**** RECORDS FOR THE EXERCISE ****
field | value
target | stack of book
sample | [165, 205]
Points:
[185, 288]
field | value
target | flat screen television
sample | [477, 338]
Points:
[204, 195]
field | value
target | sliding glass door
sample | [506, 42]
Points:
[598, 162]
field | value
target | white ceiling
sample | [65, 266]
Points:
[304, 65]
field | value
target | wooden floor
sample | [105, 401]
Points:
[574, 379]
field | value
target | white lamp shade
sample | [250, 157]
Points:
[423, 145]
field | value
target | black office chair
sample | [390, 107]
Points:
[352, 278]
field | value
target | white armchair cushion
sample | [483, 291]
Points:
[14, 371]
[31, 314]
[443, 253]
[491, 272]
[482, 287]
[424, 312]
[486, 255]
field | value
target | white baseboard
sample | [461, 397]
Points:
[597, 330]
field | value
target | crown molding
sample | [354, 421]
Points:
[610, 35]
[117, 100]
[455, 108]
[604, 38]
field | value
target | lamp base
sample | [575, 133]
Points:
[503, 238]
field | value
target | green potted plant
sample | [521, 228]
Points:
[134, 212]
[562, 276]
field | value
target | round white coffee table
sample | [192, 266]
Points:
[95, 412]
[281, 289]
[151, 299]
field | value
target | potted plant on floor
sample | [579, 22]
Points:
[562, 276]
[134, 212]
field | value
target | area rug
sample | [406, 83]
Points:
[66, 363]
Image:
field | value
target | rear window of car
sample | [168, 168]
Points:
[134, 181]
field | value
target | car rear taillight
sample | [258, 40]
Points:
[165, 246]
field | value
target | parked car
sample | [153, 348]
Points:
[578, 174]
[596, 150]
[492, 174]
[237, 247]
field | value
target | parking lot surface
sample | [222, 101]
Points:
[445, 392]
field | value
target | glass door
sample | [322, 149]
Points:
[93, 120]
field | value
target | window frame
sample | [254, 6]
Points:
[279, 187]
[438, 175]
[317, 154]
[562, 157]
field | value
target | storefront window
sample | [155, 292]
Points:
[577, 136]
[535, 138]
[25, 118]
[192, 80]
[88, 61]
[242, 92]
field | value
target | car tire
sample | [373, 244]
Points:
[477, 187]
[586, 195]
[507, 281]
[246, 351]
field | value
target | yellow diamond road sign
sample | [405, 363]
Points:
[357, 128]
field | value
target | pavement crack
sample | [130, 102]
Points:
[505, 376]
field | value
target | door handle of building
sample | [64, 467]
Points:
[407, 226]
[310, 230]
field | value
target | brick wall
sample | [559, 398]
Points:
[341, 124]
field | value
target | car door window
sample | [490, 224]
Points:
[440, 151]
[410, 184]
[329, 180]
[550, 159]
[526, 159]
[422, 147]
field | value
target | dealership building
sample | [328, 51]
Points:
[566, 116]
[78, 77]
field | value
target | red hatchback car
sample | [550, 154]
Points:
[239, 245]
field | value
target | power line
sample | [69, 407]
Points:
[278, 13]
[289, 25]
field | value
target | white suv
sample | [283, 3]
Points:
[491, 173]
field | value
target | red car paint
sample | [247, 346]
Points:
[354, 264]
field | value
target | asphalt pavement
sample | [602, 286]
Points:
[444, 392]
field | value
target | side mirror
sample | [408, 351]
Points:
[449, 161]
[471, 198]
****
- _TASK ITEM_: Go through the records above and copy each one exactly.

- _RESPONSE TO THE EXERCISE_:
field | value
target | stack of book
sample | [165, 205]
Points:
[185, 288]
field | value
target | flat screen television
sample | [477, 338]
Points:
[204, 195]
field | value
target | sliding glass door
sample | [506, 42]
Points:
[598, 162]
field | value
target | white ceiling
sample | [65, 266]
Points:
[304, 65]
field | value
target | wooden floor
sample | [105, 401]
Points:
[574, 379]
field | value
target | white lamp shade
sample | [250, 157]
Points:
[423, 145]
field | value
target | black office chair
sample | [390, 107]
Points:
[352, 278]
field | value
target | white armchair cushion
sample | [483, 291]
Points:
[14, 371]
[31, 314]
[443, 253]
[491, 272]
[482, 287]
[424, 312]
[486, 255]
field | value
target | white baseboard
sample | [461, 397]
Points:
[597, 330]
field | value
target | crown molding
sample | [354, 421]
Points:
[610, 35]
[117, 100]
[455, 108]
[604, 38]
field | value
target | lamp base
sample | [575, 133]
Points:
[503, 238]
field | value
target | green potted plant
sample | [521, 228]
Points:
[134, 212]
[562, 276]
field | value
target | round white coffee table
sample | [192, 266]
Points:
[95, 412]
[281, 289]
[151, 299]
field | value
target | potted plant on floor
sample | [579, 22]
Points:
[562, 276]
[134, 212]
field | value
target | area rug
sample | [406, 83]
Points:
[66, 363]
Image:
field | value
target | rear window of car
sample | [168, 168]
Points:
[134, 181]
field | value
target | car rear taillight
sample | [258, 40]
Points:
[165, 246]
field | value
target | parked car
sample | [153, 348]
Points:
[578, 174]
[596, 150]
[492, 174]
[237, 247]
field | value
target | parking lot surface
sample | [222, 101]
Points:
[445, 392]
field | value
target | glass door
sample | [322, 149]
Points:
[93, 120]
field | value
target | window frame
sample | [254, 6]
Points:
[279, 187]
[438, 175]
[317, 154]
[562, 157]
field | value
target | storefront window
sample | [155, 292]
Points:
[577, 136]
[535, 138]
[25, 118]
[192, 80]
[88, 61]
[242, 92]
field | value
target | car tire
sample | [373, 244]
Points:
[477, 187]
[586, 195]
[507, 281]
[246, 351]
field | value
target | yellow diamond road sign
sample | [405, 363]
Points:
[357, 128]
field | value
target | pavement crack
sample | [130, 102]
Points:
[505, 376]
field | value
target | door handle of building
sample | [64, 467]
Points:
[407, 226]
[310, 230]
field | value
target | brick wall
sample | [559, 398]
Points:
[341, 124]
field | value
target | car door window
sample | [490, 224]
Points:
[440, 151]
[410, 184]
[329, 180]
[550, 159]
[526, 159]
[422, 147]
field | value
target | dealership building
sample | [328, 51]
Points:
[566, 116]
[78, 77]
field | value
target | red hatchback car
sample | [550, 154]
Points:
[239, 245]
field | value
target | power line
sample | [69, 407]
Points:
[278, 13]
[289, 25]
field | value
target | white suv
sample | [283, 3]
Points:
[491, 173]
field | value
target | red car paint
sample | [247, 346]
Points:
[354, 264]
field | value
target | asphalt pavement
sample | [602, 286]
Points:
[444, 392]
field | value
target | side mirror
sample | [408, 351]
Points:
[449, 161]
[471, 198]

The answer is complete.